ABOUT THIS EXERCISE |
Beginning at the line that contains "If you would be willing to indicate the coloring" and ending at the last line of the entries, write out each line exactly; include nothing outside that span.

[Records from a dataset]
--*--

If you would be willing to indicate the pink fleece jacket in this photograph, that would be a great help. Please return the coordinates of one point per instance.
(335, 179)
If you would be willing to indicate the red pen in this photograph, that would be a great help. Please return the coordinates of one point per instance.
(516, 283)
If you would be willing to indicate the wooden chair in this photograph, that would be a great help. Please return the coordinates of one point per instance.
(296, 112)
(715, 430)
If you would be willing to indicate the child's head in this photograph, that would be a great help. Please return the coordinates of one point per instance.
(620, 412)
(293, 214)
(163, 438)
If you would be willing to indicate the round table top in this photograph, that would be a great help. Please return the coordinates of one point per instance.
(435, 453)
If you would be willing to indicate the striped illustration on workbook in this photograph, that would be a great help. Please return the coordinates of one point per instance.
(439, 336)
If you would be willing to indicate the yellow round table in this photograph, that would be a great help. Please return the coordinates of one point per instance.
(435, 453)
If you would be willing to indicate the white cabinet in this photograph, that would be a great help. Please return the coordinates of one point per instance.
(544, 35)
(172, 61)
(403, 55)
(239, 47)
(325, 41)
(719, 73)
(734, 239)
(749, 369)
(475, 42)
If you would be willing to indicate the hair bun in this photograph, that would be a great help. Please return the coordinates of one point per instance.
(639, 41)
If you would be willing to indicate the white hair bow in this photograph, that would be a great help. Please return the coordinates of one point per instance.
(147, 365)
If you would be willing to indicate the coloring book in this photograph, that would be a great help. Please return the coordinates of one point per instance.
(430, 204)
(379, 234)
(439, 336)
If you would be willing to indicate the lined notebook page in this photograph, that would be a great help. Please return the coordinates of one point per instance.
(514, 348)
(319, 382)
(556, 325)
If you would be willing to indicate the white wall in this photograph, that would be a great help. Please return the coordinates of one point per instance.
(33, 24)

--*--

SOLVED PROBLEM |
If you would be willing to indicate the coloring book in this photograph, that would be a great help. Please return the coordinates of one point per instance.
(430, 204)
(379, 234)
(439, 336)
If you would be willing to indicate the lined notebook page in this photograph, that would be a great help. Please return the coordinates of one point per instance.
(514, 348)
(319, 382)
(556, 325)
If you would be willing to indicate the white wall in this photograph, that would be a great help. Please return the coordinates of one point per instance.
(33, 24)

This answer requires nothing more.